[Records excerpted from a collection]

# # # #

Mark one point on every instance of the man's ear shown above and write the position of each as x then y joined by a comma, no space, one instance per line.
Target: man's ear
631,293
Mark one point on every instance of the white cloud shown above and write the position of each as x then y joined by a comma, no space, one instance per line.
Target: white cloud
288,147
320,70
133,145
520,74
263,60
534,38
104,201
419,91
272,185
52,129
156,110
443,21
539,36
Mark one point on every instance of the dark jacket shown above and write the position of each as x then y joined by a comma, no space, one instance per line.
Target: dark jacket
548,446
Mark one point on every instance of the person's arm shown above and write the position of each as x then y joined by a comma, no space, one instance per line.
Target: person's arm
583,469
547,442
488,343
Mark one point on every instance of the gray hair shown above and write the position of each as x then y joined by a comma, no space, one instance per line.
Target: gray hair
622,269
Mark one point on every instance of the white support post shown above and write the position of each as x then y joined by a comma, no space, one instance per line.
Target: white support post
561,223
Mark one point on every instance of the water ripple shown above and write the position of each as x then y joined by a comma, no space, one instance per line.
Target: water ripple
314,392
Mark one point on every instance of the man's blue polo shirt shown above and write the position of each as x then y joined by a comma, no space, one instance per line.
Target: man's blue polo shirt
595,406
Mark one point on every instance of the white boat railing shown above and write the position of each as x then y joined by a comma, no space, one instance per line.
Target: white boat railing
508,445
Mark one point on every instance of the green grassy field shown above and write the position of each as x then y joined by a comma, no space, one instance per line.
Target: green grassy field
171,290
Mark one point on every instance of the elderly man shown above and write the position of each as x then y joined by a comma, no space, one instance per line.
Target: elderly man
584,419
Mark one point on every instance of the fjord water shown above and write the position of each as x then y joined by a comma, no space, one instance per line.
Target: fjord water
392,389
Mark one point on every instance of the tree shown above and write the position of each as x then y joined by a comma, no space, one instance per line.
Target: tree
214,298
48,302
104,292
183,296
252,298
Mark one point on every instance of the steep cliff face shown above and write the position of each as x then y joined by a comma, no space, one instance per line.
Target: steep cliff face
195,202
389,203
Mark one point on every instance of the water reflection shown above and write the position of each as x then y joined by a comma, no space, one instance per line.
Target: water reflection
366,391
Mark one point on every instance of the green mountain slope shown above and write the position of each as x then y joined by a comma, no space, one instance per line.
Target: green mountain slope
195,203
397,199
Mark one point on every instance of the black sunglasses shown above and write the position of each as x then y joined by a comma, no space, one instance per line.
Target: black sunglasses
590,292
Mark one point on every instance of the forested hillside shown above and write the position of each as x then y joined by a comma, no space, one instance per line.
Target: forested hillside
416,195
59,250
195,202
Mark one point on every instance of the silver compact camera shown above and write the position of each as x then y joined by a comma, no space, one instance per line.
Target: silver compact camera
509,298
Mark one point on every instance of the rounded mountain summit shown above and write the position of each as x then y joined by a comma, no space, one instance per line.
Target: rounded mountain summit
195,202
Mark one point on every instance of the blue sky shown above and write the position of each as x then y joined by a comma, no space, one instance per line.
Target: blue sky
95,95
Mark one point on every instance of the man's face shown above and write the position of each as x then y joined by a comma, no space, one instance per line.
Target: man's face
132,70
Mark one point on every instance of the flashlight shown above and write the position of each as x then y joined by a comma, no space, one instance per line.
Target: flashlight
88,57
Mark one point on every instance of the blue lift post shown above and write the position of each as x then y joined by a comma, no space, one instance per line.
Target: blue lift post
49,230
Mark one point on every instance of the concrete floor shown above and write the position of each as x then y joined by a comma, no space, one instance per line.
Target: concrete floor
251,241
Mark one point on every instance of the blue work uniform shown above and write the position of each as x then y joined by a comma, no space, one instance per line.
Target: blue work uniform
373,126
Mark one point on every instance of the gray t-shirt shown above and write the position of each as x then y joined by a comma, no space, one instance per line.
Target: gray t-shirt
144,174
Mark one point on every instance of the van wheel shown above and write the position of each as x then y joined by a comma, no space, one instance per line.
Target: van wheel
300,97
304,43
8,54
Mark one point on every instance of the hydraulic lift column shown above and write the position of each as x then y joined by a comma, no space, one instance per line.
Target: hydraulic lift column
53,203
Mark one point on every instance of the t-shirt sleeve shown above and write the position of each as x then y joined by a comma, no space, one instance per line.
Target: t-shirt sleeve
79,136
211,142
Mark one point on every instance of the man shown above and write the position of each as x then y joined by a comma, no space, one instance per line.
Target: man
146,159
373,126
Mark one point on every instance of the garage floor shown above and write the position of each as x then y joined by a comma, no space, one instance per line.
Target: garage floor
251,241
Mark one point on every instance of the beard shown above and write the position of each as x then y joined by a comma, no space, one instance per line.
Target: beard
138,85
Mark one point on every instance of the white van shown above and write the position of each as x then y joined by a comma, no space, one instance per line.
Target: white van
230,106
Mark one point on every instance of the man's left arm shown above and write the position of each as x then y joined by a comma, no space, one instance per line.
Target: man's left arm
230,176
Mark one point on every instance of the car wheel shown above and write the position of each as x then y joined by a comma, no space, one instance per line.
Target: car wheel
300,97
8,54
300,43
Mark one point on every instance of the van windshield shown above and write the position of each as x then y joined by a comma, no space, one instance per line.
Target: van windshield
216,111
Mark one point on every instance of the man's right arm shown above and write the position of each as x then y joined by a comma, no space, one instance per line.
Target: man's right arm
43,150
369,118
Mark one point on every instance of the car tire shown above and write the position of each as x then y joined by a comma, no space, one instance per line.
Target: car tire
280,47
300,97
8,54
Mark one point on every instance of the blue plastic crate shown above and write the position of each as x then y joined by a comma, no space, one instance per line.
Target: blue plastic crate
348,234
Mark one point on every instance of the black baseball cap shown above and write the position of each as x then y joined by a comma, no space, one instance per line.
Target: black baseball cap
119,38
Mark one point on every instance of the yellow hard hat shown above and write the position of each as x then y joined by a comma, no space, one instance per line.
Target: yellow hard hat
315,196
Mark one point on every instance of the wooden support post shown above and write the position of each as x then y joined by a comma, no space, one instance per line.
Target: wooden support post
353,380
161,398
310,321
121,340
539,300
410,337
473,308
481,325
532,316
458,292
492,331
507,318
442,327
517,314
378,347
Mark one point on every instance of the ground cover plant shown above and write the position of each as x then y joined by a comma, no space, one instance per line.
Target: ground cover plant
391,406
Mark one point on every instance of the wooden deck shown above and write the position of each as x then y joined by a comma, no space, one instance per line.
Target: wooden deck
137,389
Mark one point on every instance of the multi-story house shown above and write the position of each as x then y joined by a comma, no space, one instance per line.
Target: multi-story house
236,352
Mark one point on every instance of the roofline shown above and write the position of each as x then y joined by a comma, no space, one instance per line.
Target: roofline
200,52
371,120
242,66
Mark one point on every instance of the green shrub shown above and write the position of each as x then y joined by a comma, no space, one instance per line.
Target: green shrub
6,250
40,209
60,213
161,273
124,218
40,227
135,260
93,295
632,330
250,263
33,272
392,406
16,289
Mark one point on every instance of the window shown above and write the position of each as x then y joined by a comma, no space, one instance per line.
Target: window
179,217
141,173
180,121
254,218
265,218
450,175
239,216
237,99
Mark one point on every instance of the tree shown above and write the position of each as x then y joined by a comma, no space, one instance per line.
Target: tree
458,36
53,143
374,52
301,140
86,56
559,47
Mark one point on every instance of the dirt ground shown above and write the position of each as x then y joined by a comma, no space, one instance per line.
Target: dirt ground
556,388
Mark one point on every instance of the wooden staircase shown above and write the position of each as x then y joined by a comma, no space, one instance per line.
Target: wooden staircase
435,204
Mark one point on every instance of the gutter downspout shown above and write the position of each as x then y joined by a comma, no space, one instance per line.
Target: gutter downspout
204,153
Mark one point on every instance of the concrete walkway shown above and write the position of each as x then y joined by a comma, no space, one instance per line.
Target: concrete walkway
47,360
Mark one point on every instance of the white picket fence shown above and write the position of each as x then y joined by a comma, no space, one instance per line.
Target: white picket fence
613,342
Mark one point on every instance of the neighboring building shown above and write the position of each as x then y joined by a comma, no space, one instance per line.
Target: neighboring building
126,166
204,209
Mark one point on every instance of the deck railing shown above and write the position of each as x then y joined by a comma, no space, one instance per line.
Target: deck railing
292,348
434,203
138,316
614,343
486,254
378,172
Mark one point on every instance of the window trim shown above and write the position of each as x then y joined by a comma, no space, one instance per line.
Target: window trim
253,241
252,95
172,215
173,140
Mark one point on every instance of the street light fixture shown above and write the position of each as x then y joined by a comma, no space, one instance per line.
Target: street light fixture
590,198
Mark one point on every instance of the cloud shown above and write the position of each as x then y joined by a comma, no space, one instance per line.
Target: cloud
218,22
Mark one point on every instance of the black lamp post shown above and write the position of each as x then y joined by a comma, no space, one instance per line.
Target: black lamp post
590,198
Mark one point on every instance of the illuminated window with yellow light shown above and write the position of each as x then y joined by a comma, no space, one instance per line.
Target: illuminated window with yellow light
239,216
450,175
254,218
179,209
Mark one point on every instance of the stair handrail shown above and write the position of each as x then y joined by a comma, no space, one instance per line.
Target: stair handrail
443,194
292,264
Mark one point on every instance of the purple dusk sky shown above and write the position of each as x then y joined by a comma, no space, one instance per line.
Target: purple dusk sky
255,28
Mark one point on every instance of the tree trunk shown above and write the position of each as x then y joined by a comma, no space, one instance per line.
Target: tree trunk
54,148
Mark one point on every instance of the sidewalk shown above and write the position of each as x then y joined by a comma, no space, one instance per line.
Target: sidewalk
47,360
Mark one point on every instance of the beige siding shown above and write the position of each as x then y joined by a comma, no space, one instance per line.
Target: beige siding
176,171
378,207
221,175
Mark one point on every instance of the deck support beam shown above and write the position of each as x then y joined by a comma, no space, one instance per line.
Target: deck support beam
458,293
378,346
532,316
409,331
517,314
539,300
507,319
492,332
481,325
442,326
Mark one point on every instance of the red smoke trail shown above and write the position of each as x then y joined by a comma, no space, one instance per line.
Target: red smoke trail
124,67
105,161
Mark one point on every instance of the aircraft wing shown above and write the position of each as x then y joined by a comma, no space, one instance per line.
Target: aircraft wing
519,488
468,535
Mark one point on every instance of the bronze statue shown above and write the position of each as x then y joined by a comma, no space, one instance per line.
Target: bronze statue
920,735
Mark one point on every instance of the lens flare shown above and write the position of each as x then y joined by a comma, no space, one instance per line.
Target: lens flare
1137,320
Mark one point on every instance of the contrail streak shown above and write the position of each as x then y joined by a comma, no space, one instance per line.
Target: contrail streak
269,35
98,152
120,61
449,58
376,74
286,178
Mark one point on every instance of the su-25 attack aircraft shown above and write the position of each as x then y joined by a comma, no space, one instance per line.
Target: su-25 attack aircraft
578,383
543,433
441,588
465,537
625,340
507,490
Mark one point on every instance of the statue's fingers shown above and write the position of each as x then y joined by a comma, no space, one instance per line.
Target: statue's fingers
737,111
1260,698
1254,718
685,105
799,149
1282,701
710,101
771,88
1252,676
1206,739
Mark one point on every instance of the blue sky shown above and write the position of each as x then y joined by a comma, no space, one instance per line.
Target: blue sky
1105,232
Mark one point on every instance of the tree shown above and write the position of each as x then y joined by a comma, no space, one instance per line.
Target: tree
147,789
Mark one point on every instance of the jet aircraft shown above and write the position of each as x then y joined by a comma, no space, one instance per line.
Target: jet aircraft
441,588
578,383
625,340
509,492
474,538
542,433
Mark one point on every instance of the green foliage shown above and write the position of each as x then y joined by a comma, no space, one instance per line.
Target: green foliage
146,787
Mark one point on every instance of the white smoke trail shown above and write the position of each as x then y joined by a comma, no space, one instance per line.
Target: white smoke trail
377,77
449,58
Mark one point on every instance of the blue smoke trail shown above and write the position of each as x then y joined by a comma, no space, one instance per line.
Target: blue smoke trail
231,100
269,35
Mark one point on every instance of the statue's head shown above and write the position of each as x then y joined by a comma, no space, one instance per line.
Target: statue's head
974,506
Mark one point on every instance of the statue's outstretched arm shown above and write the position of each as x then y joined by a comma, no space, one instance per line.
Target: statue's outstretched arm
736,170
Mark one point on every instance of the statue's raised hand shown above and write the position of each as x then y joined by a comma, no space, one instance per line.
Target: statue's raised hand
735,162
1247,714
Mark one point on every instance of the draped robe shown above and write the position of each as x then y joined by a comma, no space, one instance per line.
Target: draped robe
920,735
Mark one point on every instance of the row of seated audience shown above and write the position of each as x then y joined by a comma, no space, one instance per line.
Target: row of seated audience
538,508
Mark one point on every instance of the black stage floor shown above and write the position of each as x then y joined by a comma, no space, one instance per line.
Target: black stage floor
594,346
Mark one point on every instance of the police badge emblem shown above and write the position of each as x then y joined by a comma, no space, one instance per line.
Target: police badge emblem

# # # #

WRITTEN PROBLEM: Find the line containing "Mark one point on every instance of the statue's outstretched" in the material above. Print it and every line after it through the end, exactly and only those.

EXERCISE SOLUTION:
Mark one point on every instance of the statue's outstretched arm shown above and write the position of each as x then y joined by a comma, no space, one instance per line.
Target: statue's outstretched arm
736,170
Mark one point on every instance of the statue's raised hand shown above and write the position of each as x then y joined by a comma, no space, one instance per line.
Target: statue's raised hand
735,162
1247,714
Mark one point on every instance of the draped robe shown above and write the position of each as x then y joined by a comma, no space, one instance per line.
Target: draped robe
920,735
Mark one point on every instance of the row of seated audience shown above and write the position of each as x then y joined by a comma, no space, one instance per line.
Target: row of seated audience
538,508
Mark one point on every instance of the black stage floor shown above and write the position of each as x then y joined by a comma, no space, one instance per line.
Target: black stage floor
594,346
Mark one point on every instance of the police badge emblem shown above and write the position of each as x then y joined by a comma, no space, one instance per line.
Target: police badge emblem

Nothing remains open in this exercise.